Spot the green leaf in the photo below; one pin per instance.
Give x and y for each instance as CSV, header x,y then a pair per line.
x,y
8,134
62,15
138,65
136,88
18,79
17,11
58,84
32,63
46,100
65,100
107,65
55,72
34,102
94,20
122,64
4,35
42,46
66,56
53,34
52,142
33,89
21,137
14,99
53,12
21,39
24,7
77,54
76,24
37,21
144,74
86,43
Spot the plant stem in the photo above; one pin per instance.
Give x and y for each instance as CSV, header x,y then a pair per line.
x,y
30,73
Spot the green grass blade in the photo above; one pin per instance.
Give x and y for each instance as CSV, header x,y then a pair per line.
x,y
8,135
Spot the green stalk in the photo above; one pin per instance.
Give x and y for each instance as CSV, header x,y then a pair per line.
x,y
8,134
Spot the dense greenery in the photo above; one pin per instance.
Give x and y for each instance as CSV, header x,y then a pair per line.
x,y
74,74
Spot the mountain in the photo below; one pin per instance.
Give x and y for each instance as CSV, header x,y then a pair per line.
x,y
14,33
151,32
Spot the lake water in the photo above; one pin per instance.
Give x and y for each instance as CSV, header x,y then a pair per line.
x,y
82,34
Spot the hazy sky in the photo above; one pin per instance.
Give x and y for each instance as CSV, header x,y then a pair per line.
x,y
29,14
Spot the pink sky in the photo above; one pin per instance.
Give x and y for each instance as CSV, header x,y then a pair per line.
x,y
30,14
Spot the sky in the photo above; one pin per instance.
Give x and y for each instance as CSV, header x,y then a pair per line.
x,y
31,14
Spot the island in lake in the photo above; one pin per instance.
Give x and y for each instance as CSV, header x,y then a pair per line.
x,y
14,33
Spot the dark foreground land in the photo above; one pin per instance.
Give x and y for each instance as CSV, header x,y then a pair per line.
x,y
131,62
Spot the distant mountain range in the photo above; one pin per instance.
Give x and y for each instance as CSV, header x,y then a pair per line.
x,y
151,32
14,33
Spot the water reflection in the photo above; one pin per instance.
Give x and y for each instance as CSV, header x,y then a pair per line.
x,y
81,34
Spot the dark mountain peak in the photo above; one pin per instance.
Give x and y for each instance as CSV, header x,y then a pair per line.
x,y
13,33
-- -- --
Please write out, word for word, the stretch of the material above from the line containing "Spot the dark foreground" through the final line.

Spot the dark foreground land in the photo above; one pin per instance.
Give x and y for each instance as CSV, header x,y then a pair per line.
x,y
131,62
Spot the distant mountain range in the photo above; one pin per instance.
Give x and y for each instance as CSV, header x,y then a pair per line.
x,y
151,32
14,33
Spot the water reflection in the photo above; one pin per instance.
Give x and y for each instance as CSV, header x,y then a pair per line.
x,y
81,34
Spot the dark mountain peak in the photo above; one pin per instance.
Give x and y for each instance as CSV, header x,y then a pair per line.
x,y
13,33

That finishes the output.